> _OBJECTIVE_: Reproduce every line of the material below, including its wording but not the pictures. Multiply each point coordinate by 2.5 and round to whole numbers, with halves rounded up.

> _RECORDS PROVIDED_:
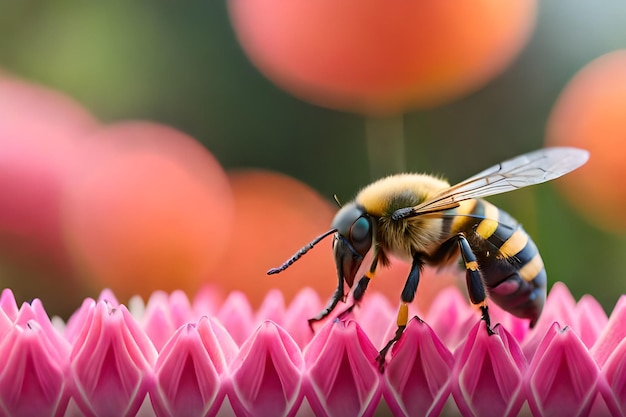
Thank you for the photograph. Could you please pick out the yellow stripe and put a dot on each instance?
(490, 224)
(514, 244)
(529, 271)
(465, 207)
(403, 315)
(472, 265)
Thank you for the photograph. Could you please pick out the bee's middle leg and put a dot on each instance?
(475, 283)
(407, 296)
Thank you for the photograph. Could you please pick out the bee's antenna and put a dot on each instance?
(301, 252)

> _EXERCISE OUTPUT_:
Thank you for the photograph. Could you please pick out the yellow stripe and put a dot on each instance?
(1225, 560)
(1285, 610)
(1323, 678)
(1163, 518)
(1008, 788)
(1180, 663)
Thank you for the photograph. Could you please pick out the bee's middle leg and put a dot on each instance?
(1188, 708)
(1018, 740)
Thank you for the photograph. Could you please pick out the bee's antenna and put a dot on each instance?
(753, 630)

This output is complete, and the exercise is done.